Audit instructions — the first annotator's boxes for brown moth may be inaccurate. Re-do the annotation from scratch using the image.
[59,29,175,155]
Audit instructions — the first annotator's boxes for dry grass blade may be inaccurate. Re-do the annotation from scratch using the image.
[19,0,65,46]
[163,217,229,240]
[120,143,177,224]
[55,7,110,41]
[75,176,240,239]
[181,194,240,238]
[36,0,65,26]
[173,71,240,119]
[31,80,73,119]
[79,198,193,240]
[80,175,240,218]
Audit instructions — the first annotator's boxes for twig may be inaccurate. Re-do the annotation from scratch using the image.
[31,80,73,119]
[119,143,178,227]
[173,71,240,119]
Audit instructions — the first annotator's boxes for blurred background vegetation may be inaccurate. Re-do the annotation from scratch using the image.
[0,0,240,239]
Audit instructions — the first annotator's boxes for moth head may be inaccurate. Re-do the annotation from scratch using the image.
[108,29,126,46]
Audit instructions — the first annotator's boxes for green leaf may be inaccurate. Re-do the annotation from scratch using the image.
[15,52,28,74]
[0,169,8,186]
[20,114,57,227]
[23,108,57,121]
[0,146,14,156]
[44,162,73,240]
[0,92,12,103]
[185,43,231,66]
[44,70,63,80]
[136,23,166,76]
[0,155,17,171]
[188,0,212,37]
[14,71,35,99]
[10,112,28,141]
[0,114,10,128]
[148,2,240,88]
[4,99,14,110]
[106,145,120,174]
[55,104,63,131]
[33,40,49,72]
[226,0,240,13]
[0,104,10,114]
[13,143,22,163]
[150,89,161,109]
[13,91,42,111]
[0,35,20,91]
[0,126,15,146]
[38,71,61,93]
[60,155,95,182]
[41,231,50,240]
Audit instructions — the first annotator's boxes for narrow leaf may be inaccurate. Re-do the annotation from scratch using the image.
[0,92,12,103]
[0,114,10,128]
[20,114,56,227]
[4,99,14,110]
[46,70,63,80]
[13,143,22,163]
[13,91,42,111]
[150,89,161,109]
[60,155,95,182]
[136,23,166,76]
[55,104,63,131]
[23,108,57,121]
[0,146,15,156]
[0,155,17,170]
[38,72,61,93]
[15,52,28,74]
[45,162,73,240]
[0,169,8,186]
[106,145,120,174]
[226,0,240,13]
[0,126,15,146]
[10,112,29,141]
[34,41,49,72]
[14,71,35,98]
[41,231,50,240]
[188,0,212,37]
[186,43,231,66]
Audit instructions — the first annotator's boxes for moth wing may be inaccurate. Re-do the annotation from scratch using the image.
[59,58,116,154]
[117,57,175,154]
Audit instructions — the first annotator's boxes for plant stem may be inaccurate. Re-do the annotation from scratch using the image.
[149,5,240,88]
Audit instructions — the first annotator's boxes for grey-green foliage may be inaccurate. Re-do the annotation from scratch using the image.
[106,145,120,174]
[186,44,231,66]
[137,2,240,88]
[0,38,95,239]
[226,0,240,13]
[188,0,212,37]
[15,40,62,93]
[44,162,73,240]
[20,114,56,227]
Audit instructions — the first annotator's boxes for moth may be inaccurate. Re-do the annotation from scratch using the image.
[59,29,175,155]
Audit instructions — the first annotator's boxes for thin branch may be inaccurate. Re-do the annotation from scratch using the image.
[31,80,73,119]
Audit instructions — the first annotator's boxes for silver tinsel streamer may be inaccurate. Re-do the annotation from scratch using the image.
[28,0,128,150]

::::::::

* [Work item]
Output the material in full, matching it word for word.

* [Finished task]
Audit instructions — the first annotator's boxes for brown moth may be inaccurate. Re-do the annotation from scratch using the image.
[59,29,175,155]
Audit instructions — the first annotator's boxes for dry grass blade may be inaccurate. Re-do the annotation from scratch using the image.
[19,0,65,46]
[163,217,229,240]
[120,143,177,224]
[55,7,110,41]
[75,176,240,239]
[181,194,240,238]
[36,0,65,26]
[173,71,240,119]
[31,80,73,119]
[79,198,193,240]
[80,175,240,218]
Audit instructions — the first annotator's boxes for twig may be inaccurate. Re-do the annotation from scratch using the image.
[31,80,73,119]
[119,143,178,227]
[173,71,240,119]
Audit instructions — the first annotator's boxes for blurred background vegetation may be inaccurate. Re-do the annotation from scratch using the image.
[0,0,240,239]
Audit instructions — the first annotator's boxes for moth head may be inaccurate. Re-do the annotation from scratch using the image.
[108,29,126,46]
Audit instructions — the first annotator's boxes for green leaf may be inaccurate. Re-do the annotation from scratch using the image.
[15,52,28,74]
[0,169,8,186]
[20,114,57,227]
[23,108,57,121]
[0,146,14,156]
[44,162,73,240]
[0,92,12,103]
[185,43,231,66]
[44,70,63,80]
[136,23,166,76]
[0,155,17,171]
[188,0,212,37]
[14,71,35,99]
[10,112,28,141]
[0,114,10,128]
[148,2,240,88]
[4,99,14,110]
[106,145,120,174]
[55,104,63,131]
[33,40,49,72]
[226,0,240,13]
[0,104,10,114]
[13,143,22,163]
[150,89,161,109]
[13,91,42,111]
[0,35,20,91]
[0,126,15,146]
[38,71,61,93]
[60,155,95,182]
[41,231,50,240]
Audit instructions — the first annotator's boxes for narrow leaf may be inaccurate. Re-do the annotation from scratch using the image.
[0,92,12,103]
[0,114,10,128]
[20,114,56,227]
[4,99,14,110]
[46,70,63,80]
[13,143,22,163]
[13,91,42,111]
[150,89,161,109]
[60,155,95,182]
[136,23,166,76]
[55,104,63,131]
[23,108,57,121]
[0,146,15,156]
[0,155,17,170]
[38,72,61,93]
[15,52,28,74]
[45,162,73,240]
[0,169,8,186]
[106,145,120,174]
[226,0,240,13]
[0,126,15,146]
[10,112,29,141]
[34,41,49,72]
[14,71,35,98]
[41,231,50,240]
[188,0,212,37]
[186,43,231,66]
Audit instructions — the first annotator's boxes for moth wing may be inaccurate. Re-do the annotation from scratch using the image.
[59,58,116,154]
[117,57,175,154]
Audit instructions — the first annotator's boxes for plant stem may be inaccurate. Re-do the annotation from scratch using the image.
[149,5,240,88]
Audit instructions — the first annotator's boxes for grey-green foliage may be inaccurate. Re-do the annotation from scratch using the image.
[106,145,120,174]
[186,44,231,66]
[137,2,240,88]
[0,38,95,239]
[226,0,240,13]
[188,0,212,37]
[15,40,62,93]
[44,162,73,240]
[20,114,56,227]
Audit instructions — the first annotator's boxes for moth may be inaccurate. Re-do the annotation from scratch using the image.
[59,29,175,155]
Audit instructions — the first annotator's boxes for thin branch may be inaccurate. Re-do the annotation from scratch using the image.
[31,80,73,119]
Audit instructions — the first annotator's boxes for silver tinsel streamer may be inaccurate. Re-do the annotation from scratch using the image.
[28,0,128,150]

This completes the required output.